Les cuirs vegan : quoi choisir ?

Voilà une dizaine d’années que je n’ai plus acheté de cuir animal de première main. Ce choix s’appuie sur des raisons éthiques et écologiques, mais il a parfois été questionné par d’autres réflexions transverses sur l’impact réel des alternatives proposées. Aaah qu’il est long et difficile le chemin de celle ou de celui qui cherche à mieux faire ! La complexité des enjeux amène des questionnements sans fin et des calculs de cycle de vie que, bien souvent, nous ne sommes pas en capacité de faire.

Cyrielle, la fondatrice de ZEBRA, une boutique en ligne multi-marques engagée proposant des chaussures et des sacs vegan de marques éthiques et responsables, m’a écrit il y a quelques mois pour me proposer de parler de sa démarche. Mais vous l’aurez compris, parler de cuirs vegan sans rattacher le sujet à toutes les remises en question qu’il suscite chez moi, me paraissait incomplet et quelque peu malhonnête ! À l’image des marques dont je choisis de présenter la démarche, celle de Cyrielle est profondément consciente et renseignée. Elle a tout de suite accepté que je présente mes réflexions dans un article nuancé et détaillé.

__________

> **CONSIGNE**:
D'après le texte sur les cuirs vegan, quels articles la boutique en ligne ZEBRA propose-t-elle ?

> **EXTRAIT DES DONNÉES**:
__________

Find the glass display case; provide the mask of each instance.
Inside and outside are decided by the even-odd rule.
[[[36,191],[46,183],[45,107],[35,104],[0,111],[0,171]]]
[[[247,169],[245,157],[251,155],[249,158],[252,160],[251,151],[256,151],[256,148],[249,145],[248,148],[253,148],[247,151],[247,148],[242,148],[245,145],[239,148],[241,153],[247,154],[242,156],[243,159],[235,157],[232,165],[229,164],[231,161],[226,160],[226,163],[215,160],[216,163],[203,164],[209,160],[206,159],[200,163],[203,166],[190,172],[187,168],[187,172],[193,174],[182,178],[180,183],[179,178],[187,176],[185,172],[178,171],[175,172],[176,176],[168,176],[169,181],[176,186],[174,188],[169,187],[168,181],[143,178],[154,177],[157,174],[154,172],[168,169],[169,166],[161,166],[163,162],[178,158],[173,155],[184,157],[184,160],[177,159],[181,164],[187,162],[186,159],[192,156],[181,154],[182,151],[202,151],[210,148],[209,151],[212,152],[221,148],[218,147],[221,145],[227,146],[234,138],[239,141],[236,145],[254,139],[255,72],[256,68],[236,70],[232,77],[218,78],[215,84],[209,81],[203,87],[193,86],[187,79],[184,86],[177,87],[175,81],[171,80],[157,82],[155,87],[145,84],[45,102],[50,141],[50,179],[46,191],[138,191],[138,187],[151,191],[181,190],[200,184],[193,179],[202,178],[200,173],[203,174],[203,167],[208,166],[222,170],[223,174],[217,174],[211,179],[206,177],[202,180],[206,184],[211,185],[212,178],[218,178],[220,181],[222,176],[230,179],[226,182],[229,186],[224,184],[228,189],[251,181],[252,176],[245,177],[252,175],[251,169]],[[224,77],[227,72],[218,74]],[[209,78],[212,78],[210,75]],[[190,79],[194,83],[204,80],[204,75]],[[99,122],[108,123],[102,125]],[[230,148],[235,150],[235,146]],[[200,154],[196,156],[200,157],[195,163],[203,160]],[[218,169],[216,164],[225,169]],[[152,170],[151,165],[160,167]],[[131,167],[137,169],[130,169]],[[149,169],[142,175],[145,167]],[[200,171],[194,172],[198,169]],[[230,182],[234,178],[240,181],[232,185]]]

__________

> **RÉPONSE**:
Des chaussures et des sacs vegan de marques éthiques et responsables.